━━ Excerpted passage

# Looking to buy a new car. please help b6 s4, e46 m3, c5 corvette z06...



## imAUDIhere (Aug 1, 2009)

i am an avid audi enthusiast i have owned 9 audis. 3 2.8 a4s, 1 1.8t a4 1 b5 s4 3 twin turbo c5 a6's, and a 2.8 a6. currently drive a 2000 a6 twin turbo 6 speed manual.. clutch is starting to slip when stepped on hard on highway in 4th 5th or 6th gear... mifire on motor and prolly wouldnt hurt to paint car and change turbos.. i have tons of mods done to mine, just dont want to spend the extra money to fix it. so i am probably gonna part it out,

http://www.flickr.com/photos/eurotuner/6610933697/in/set-72157628659437585[/url]

i have a choice between a 2005 b6 dolphin grey metallic s4 6 speed manual with 128k miles..

or a 2001 bmw m3 dark blue metallic with tint and euro lights with 105k 6 speed manual

or c5 corvette z06 chipped with 6 speed manual hardtop cooupe with tons of mods speedway white

please help with opinions


----------



## GOODBYNAAIR (Oct 29, 2011)

I would go with one of the Germans, for 1 i don't really like Amarcant build cars (few exceptions) and the c5 with mods prob go beat on day and night ? (maybe). I would say the b6 cuz i have a b5 and think the b6 is a great looking car! just check out service records, AWD is better that RWD but its about what u like? for me with a good service record i would hit the B6 with a super charger and call a day:beer::beer:

have fun good luck


----------



## GOODBYNAAIR (Oct 29, 2011)

━━━━

Given instruction 1: How many lines of the records contain the word "mast"? Give the number alone.

━━ Dataset

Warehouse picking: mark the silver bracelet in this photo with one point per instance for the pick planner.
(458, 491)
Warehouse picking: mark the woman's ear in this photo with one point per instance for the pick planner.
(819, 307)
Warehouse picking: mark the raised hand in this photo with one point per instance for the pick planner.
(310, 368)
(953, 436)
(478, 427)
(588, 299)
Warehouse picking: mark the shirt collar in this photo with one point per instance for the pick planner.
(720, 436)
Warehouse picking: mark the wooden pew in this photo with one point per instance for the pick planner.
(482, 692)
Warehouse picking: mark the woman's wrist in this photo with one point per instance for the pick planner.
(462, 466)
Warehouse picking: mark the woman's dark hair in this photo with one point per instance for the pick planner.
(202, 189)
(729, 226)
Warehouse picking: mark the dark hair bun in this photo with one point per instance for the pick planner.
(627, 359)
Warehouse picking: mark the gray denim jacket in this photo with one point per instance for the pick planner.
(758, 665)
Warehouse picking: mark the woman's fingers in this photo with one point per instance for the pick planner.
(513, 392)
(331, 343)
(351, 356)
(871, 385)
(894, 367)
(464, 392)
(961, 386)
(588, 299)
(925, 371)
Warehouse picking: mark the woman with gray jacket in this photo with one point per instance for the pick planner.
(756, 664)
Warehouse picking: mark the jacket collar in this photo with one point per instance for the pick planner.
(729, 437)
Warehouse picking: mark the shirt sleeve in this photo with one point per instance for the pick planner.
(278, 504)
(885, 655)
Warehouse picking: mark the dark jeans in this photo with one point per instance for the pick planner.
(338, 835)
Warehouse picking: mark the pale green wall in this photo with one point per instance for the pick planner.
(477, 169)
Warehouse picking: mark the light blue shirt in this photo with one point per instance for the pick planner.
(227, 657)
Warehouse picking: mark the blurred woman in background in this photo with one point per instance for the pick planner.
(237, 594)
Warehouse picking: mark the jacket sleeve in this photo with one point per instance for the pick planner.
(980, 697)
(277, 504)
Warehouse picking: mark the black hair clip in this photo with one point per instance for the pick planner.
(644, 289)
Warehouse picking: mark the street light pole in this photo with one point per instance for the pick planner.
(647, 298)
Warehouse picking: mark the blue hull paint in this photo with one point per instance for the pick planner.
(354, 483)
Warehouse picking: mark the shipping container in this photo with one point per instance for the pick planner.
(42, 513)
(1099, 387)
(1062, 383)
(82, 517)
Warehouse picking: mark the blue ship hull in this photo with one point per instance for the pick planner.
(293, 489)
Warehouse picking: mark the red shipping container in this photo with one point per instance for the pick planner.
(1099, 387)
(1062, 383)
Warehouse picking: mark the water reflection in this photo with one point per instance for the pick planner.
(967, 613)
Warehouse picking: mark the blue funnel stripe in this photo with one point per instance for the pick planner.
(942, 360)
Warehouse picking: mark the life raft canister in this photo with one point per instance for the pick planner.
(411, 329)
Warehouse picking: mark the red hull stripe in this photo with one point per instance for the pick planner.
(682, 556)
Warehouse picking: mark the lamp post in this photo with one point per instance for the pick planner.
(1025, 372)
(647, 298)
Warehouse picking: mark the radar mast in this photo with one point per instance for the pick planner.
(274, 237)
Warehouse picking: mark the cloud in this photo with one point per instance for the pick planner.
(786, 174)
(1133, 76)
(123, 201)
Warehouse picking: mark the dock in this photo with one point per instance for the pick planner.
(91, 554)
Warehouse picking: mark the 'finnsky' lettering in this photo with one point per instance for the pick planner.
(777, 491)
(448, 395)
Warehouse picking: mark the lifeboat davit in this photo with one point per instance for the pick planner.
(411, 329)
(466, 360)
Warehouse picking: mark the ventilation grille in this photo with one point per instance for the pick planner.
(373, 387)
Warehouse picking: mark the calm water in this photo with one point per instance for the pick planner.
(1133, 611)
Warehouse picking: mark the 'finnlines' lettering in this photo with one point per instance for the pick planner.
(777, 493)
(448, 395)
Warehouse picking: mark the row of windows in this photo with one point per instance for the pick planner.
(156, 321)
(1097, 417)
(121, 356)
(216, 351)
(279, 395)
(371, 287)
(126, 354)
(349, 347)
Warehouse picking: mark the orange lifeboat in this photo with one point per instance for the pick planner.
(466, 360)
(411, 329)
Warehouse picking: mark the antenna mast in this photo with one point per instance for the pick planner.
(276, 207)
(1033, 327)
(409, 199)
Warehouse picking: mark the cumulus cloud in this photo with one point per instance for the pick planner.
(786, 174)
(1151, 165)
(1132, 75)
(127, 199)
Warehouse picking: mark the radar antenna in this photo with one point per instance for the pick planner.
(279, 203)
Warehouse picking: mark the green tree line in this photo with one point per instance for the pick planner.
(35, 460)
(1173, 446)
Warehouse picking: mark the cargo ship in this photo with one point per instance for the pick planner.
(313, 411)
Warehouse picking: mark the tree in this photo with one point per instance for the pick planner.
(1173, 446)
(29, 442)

━━━━

Given instruction 2: Quote the car-buying thread between "## imAUDIhere (Aug" and "with 128k miles..", inclusive, word for word.

Right answer 1: 2

Right answer 2:
## imAUDIhere (Aug 1, 2009)

i am an avid audi enthusiast i have owned 9 audis. 3 2.8 a4s, 1 1.8t a4 1 b5 s4 3 twin turbo c5 a6's, and a 2.8 a6. currently drive a 2000 a6 twin turbo 6 speed manual.. clutch is starting to slip when stepped on hard on highway in 4th 5th or 6th gear... mifire on motor and prolly wouldnt hurt to paint car and change turbos.. i have tons of mods done to mine, just dont want to spend the extra money to fix it. so i am probably gonna part it out,

http://www.flickr.com/photos/eurotuner/6610933697/in/set-72157628659437585[/url]

i have a choice between a 2005 b6 dolphin grey metallic s4 6 speed manual with 128k miles..